§ **Exercise instructions**
Transcribe the entries that follow, word for word.

§ **Data records**
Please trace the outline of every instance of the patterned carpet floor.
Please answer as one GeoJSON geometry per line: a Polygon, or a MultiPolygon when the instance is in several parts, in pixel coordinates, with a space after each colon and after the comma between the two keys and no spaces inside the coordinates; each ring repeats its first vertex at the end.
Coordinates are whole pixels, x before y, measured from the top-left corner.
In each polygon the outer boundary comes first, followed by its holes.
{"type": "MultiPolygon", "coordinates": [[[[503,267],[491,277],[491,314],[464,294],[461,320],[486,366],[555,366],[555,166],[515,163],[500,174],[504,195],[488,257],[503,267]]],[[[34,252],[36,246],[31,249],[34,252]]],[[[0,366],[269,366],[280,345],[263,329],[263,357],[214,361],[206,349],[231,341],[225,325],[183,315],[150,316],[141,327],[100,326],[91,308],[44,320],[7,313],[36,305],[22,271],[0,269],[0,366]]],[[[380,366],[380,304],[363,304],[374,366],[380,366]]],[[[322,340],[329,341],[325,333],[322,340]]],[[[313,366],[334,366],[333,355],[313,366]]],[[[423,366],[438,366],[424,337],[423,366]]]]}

§ **Complete answer**
Please trace the outline of every instance of the patterned carpet floor.
Please answer as one GeoJSON geometry per line: a Polygon, or a MultiPolygon when the instance is in several parts, in pixel coordinates, with a space after each colon and after the comma between the two keys and no spaces inside the coordinates; each ring repeats its first vertex at the end.
Coordinates are whole pixels, x before y, measured from the top-left corner.
In each polygon the outer boundary comes first, followed by its holes.
{"type": "MultiPolygon", "coordinates": [[[[503,267],[491,277],[491,314],[464,294],[461,320],[486,366],[555,366],[555,166],[515,163],[500,174],[504,195],[488,257],[503,267]]],[[[34,252],[36,246],[31,249],[34,252]]],[[[0,366],[269,366],[280,345],[263,329],[263,357],[214,361],[206,349],[231,341],[225,325],[183,315],[150,316],[141,327],[100,326],[91,308],[44,320],[7,313],[36,305],[22,271],[0,269],[0,366]]],[[[380,366],[380,304],[363,304],[374,366],[380,366]]],[[[322,340],[329,341],[325,333],[322,340]]],[[[313,366],[334,366],[333,355],[313,366]]],[[[423,366],[438,366],[424,337],[423,366]]]]}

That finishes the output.